NPQ has been following the public dialogue weighing in on the value of physician-patient end-of-life conversations. At the end of May, we reported on a Wisconsin program that trains interns and physicians to talk with their patients about advance directives and the right to make deliberate and informed decisions about care at the end of their lives. Still, the fact remains that although according to a 2012 survey of Californians by the California HealthCare Foundation, eighty percent say that if seriously ill, they would want to talk to their doctor about end-of-life care, only seven percent report having had an end-of-life conversation with their doctor. This disconnect has resulted in too many patient lives prolonged painfully and unnecessarily by physician and family ignorance regarding the patient’s desires.

It’s complicated. Certainly, responsibility lies with both physician and patient, but part of the problem comes from reluctance to have the conversation in the first place. In some cases, it’s the old Medicare fee-for-service model for reimbursement that has deterred physicians. However, the Centers for Medicare & Medicaid Services (CMS) are proposing a revised physician fee schedule for 2016 that would include provisions for two new advance-care planning codes to pay physicians to discuss patient choices. One code would cover the first 30 minutes, and the other would cover any additional 30-minute blocks that are needed.

^^^^^^^^^^^^^^^^

* Task item A *
For each statement, say yes or no to whether it agrees with the end-of-life care passage, and quote the words that decide it: (i) the 2012 survey found that eighty percent of Californians had already talked with their doctor about end-of-life care; (ii) the CMS proposal for 2016 includes two new advance-care planning codes; (iii) the Wisconsin program trains only interns.
* Task item B *
Set down word for word everything in the end-of-life care passage from "It’s complicated. Certainly, responsibility" down to "that are needed.".
The listing after this point is separate material, unconnected to the end-of-life care passage.

* Data section *
^^^^^^^^^^^^^^^^

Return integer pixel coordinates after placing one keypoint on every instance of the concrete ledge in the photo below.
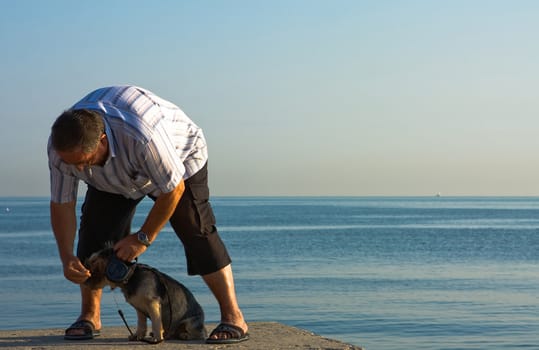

^^^^^^^^^^^^^^^^

* Written response A *
(i) No: "only seven percent report having had an end-of-life conversation with their doctor."
(ii) Yes: "two new advance-care planning codes to pay physicians to discuss patient choices."
(iii) No: "trains interns and physicians."

* Written response B *
It’s complicated. Certainly, responsibility lies with both physician and patient, but part of the problem comes from reluctance to have the conversation in the first place. In some cases, it’s the old Medicare fee-for-service model for reimbursement that has deterred physicians. However, the Centers for Medicare & Medicaid Services (CMS) are proposing a revised physician fee schedule for 2016 that would include provisions for two new advance-care planning codes to pay physicians to discuss patient choices. One code would cover the first 30 minutes, and the other would cover any additional 30-minute blocks that are needed.